SUPPLIED MATERIAL:

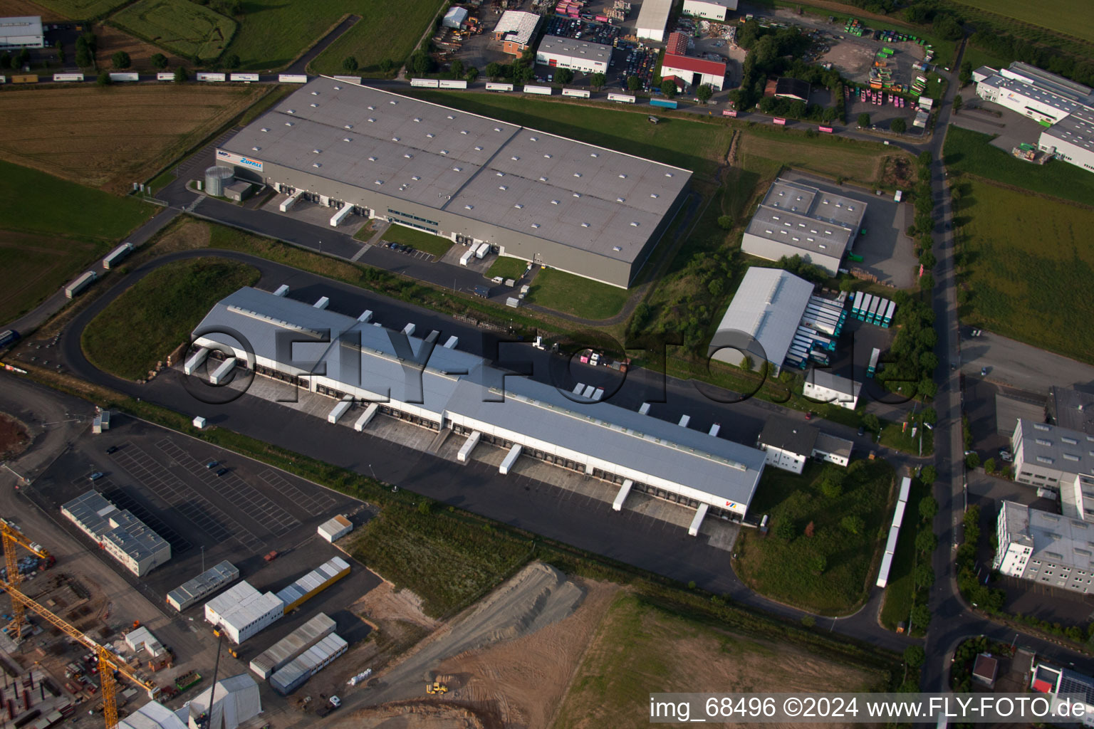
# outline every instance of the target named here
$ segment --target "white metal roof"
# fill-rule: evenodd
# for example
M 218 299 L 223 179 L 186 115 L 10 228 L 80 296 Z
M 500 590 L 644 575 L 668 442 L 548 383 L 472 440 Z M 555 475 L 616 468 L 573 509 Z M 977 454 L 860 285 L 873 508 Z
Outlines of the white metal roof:
M 813 284 L 808 281 L 781 269 L 754 266 L 741 280 L 718 325 L 718 334 L 749 334 L 764 348 L 769 362 L 781 365 L 812 295 Z
M 504 33 L 505 40 L 511 40 L 517 45 L 526 46 L 532 39 L 532 34 L 536 32 L 539 24 L 538 13 L 528 13 L 521 10 L 507 10 L 498 19 L 498 24 L 493 27 L 494 33 Z

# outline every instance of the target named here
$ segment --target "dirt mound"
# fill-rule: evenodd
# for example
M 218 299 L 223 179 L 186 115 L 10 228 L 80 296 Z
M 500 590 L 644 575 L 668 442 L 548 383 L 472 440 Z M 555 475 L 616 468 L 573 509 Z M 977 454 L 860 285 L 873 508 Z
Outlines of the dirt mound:
M 31 445 L 26 426 L 19 420 L 0 413 L 0 459 L 14 458 Z
M 363 699 L 380 705 L 422 696 L 427 675 L 445 658 L 533 634 L 573 614 L 583 597 L 584 590 L 558 569 L 532 563 L 383 672 Z
M 330 729 L 484 729 L 473 712 L 461 706 L 389 704 L 347 714 Z

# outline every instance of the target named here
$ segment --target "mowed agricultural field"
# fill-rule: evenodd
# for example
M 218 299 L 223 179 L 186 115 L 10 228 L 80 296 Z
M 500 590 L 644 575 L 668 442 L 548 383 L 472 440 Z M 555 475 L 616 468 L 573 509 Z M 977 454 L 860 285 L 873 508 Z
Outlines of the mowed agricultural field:
M 643 726 L 650 720 L 651 691 L 883 691 L 885 683 L 881 671 L 687 620 L 620 592 L 597 626 L 552 726 Z
M 98 1 L 98 0 L 93 0 Z M 30 0 L 0 0 L 0 17 L 12 17 L 16 15 L 40 15 L 43 23 L 55 23 L 57 21 L 68 20 L 68 15 L 65 15 L 56 10 L 53 10 L 55 5 L 67 4 L 65 2 L 43 2 L 33 3 Z M 109 4 L 120 4 L 119 2 L 113 2 Z
M 1094 363 L 1094 210 L 978 180 L 963 188 L 957 220 L 971 296 L 962 320 Z
M 957 4 L 986 10 L 1023 23 L 1039 25 L 1049 31 L 1094 43 L 1094 12 L 1085 3 L 1074 0 L 956 0 Z M 974 67 L 975 68 L 975 67 Z
M 0 161 L 0 321 L 60 289 L 153 210 Z
M 329 4 L 335 4 L 330 0 L 327 1 Z M 319 54 L 319 57 L 309 64 L 309 71 L 326 74 L 345 73 L 342 61 L 352 56 L 358 62 L 358 70 L 354 71 L 357 74 L 394 75 L 407 56 L 414 51 L 426 28 L 431 27 L 441 4 L 438 0 L 410 2 L 362 0 L 353 3 L 351 10 L 360 15 L 361 20 Z M 380 62 L 385 58 L 393 63 L 392 70 L 386 74 L 380 70 Z
M 644 110 L 548 102 L 520 94 L 488 96 L 415 90 L 408 95 L 684 167 L 699 175 L 713 175 L 725 162 L 733 134 L 732 128 L 724 124 L 671 117 L 653 125 Z
M 11 10 L 18 10 L 18 5 L 33 4 L 42 5 L 50 11 L 48 13 L 43 13 L 42 20 L 45 22 L 55 20 L 80 21 L 105 15 L 115 8 L 126 4 L 126 0 L 37 0 L 36 3 L 20 2 L 19 0 L 2 0 L 2 2 L 0 2 L 0 9 L 9 11 L 4 13 L 5 15 L 9 13 L 16 15 L 37 15 L 37 10 L 31 7 L 26 7 L 19 12 L 11 13 Z M 10 5 L 16 5 L 16 8 L 9 8 Z
M 138 0 L 110 17 L 118 27 L 186 58 L 219 58 L 238 24 L 190 0 Z
M 190 84 L 8 91 L 0 158 L 123 192 L 267 91 Z

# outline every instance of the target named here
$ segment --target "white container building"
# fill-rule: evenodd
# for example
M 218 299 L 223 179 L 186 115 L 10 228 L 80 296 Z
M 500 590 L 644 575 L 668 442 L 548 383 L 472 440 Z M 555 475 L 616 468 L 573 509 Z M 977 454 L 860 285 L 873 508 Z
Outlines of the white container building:
M 305 650 L 335 632 L 335 622 L 319 613 L 251 661 L 251 670 L 263 681 L 295 660 Z
M 339 514 L 329 521 L 321 524 L 318 531 L 319 537 L 328 542 L 334 542 L 353 531 L 353 522 Z

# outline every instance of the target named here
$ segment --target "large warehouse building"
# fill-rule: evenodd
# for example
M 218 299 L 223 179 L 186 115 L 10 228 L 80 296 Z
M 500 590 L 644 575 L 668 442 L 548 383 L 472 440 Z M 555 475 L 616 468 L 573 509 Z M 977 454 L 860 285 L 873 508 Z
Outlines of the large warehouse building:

THE REQUEST:
Retype all of the material above word for word, but leave the pictures out.

WORKED ANSWER:
# outline every instance of the target named here
$ segment --target "white metal roof"
# fill-rule: evenodd
# for example
M 218 299 L 223 179 L 186 115 L 10 228 L 80 296 Z
M 500 590 L 644 575 L 668 442 L 548 383 L 472 440 Z M 555 475 L 616 468 L 573 509 Z M 977 454 L 860 285 L 873 508 Z
Outlines of the white metal roof:
M 813 284 L 808 281 L 781 269 L 754 266 L 741 280 L 718 325 L 718 334 L 749 334 L 764 348 L 769 362 L 781 365 L 812 295 Z
M 504 33 L 505 40 L 511 40 L 517 45 L 526 46 L 532 39 L 532 34 L 536 32 L 539 24 L 538 13 L 528 13 L 521 10 L 507 10 L 498 19 L 498 24 L 493 27 L 494 33 Z

# outline every instance of the target named here
$ segment --target "dirt mound"
# fill-rule: evenodd
# for example
M 218 299 L 223 179 L 186 115 L 10 228 L 80 296 Z
M 500 590 L 644 575 L 668 442 L 548 383 L 472 440 Z M 555 475 L 616 468 L 573 509 Z M 977 454 L 860 285 L 873 508 Z
Outlines of the dirt mound:
M 31 445 L 26 426 L 19 420 L 0 413 L 0 459 L 14 458 Z
M 363 699 L 380 705 L 422 696 L 427 675 L 445 658 L 533 634 L 573 614 L 583 597 L 584 590 L 558 569 L 532 563 L 383 672 Z
M 330 729 L 484 729 L 473 712 L 461 706 L 389 704 L 347 714 Z

# outline every instance of the target named here
$ segment --target "mowed agricultural field"
# fill-rule: evenodd
# for example
M 218 299 L 223 179 L 186 115 L 10 228 L 80 296 Z
M 500 590 L 644 575 L 668 442 L 548 383 L 472 440 Z M 555 475 L 616 468 L 573 509 Z M 977 454 L 860 285 L 873 508 Z
Outlines of the mowed agricultural field:
M 643 726 L 650 720 L 651 691 L 883 691 L 885 683 L 881 671 L 687 620 L 620 592 L 597 626 L 552 726 Z
M 98 1 L 98 0 L 93 0 Z M 30 0 L 0 0 L 0 17 L 12 17 L 16 15 L 40 15 L 43 23 L 55 23 L 57 21 L 68 20 L 68 15 L 65 15 L 56 10 L 53 10 L 55 5 L 67 4 L 65 2 L 43 2 L 33 3 Z M 109 4 L 120 4 L 119 2 L 113 2 Z
M 1094 363 L 1094 210 L 978 180 L 963 188 L 957 220 L 971 296 L 962 320 Z
M 957 4 L 986 10 L 1023 23 L 1039 25 L 1049 31 L 1094 43 L 1094 12 L 1085 3 L 1074 0 L 956 0 Z M 974 67 L 975 68 L 975 67 Z
M 0 161 L 0 321 L 60 289 L 153 210 Z
M 329 4 L 335 4 L 330 0 L 327 1 Z M 319 54 L 319 57 L 309 64 L 309 71 L 326 74 L 345 73 L 342 61 L 352 56 L 358 62 L 358 70 L 354 71 L 357 74 L 394 75 L 407 56 L 414 51 L 426 28 L 431 27 L 441 4 L 438 0 L 410 2 L 362 0 L 353 3 L 351 10 L 360 15 L 361 20 Z M 380 62 L 385 58 L 393 63 L 392 70 L 386 74 L 380 70 Z
M 644 110 L 548 102 L 520 94 L 488 96 L 415 90 L 408 95 L 684 167 L 699 175 L 713 175 L 725 162 L 733 134 L 732 128 L 724 124 L 671 117 L 653 125 Z
M 11 10 L 18 10 L 18 5 L 33 4 L 42 5 L 50 11 L 48 13 L 43 13 L 42 20 L 45 22 L 55 20 L 80 21 L 105 15 L 115 8 L 126 4 L 126 0 L 37 0 L 36 3 L 20 2 L 19 0 L 2 0 L 2 2 L 0 2 L 0 9 L 9 11 L 4 13 L 5 15 L 9 13 L 16 15 L 37 15 L 37 10 L 31 7 L 26 7 L 19 12 L 11 13 Z M 10 5 L 16 5 L 16 8 L 9 8 Z
M 138 0 L 110 17 L 118 27 L 186 58 L 219 58 L 238 24 L 190 0 Z
M 190 84 L 8 91 L 0 158 L 123 192 L 267 91 Z

# outline every instance of the target named here
$ segment --target "white container building"
# fill-rule: evenodd
# for example
M 218 299 L 223 179 L 186 115 L 10 228 L 80 296 Z
M 500 590 L 644 575 L 668 442 L 548 383 L 472 440 Z M 555 475 L 616 468 L 573 509 Z M 977 454 L 860 285 L 873 508 Z
Outlines of the white container building:
M 305 650 L 335 632 L 335 622 L 319 613 L 251 661 L 251 670 L 263 681 L 295 660 Z
M 339 514 L 329 521 L 321 524 L 318 531 L 319 537 L 328 542 L 334 542 L 353 531 L 353 522 Z

# outline every instance of the target named here
$ segment --target "large warehouse building"
# fill-rule: evenodd
# for example
M 218 299 L 223 179 L 186 115 L 10 228 L 80 296 Z
M 500 590 L 644 575 L 668 442 L 548 383 L 472 440 Z M 555 475 L 616 468 L 573 509 Z M 977 454 L 860 285 L 873 508 Z
Outlines of the large warehouse building:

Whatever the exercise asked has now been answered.